— Activity —
Every line from the one with "Target: wooden stairs" to the end of the entries, both included, is to be copied exactly; the other lines stay out.

— Records —

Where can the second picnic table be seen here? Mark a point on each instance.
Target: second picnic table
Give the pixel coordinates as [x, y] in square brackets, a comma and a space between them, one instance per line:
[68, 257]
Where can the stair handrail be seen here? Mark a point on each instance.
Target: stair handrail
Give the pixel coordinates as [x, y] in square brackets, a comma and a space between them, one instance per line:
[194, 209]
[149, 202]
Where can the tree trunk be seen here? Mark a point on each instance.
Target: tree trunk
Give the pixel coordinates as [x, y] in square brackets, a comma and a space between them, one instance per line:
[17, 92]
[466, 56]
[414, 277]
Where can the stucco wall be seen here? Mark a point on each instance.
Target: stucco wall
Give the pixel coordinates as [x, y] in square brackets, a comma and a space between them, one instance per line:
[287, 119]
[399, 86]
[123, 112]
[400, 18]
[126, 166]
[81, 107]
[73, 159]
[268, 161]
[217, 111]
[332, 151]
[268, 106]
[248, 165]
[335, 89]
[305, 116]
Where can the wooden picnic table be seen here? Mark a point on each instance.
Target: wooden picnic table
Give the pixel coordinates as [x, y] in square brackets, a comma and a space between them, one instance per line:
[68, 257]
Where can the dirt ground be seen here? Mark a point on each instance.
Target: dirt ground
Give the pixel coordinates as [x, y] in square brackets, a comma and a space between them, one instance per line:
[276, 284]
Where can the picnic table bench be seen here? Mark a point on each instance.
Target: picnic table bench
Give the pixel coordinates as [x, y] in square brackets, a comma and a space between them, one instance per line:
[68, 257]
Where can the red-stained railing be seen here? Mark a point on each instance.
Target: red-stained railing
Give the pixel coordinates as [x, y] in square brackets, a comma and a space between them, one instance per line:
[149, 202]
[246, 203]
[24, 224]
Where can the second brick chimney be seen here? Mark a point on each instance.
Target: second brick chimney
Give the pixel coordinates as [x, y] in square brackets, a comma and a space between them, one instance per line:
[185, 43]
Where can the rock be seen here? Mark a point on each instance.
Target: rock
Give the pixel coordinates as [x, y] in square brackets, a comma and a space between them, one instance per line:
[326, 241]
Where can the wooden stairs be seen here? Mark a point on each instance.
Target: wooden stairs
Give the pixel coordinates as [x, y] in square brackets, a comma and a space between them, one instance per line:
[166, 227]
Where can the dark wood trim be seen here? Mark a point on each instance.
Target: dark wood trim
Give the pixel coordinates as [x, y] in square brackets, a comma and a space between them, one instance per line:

— Result of the task —
Target: wooden stairs
Give the pixel coordinates as [x, y] in square brackets, a comma and a space between them, one instance per line:
[166, 227]
Where can the dark wood trim be seen here? Mark a point on each instance.
Target: dark wood trim
Give the pixel coordinates as [x, y] in square brackets, a comma and a space between them, one instance per line:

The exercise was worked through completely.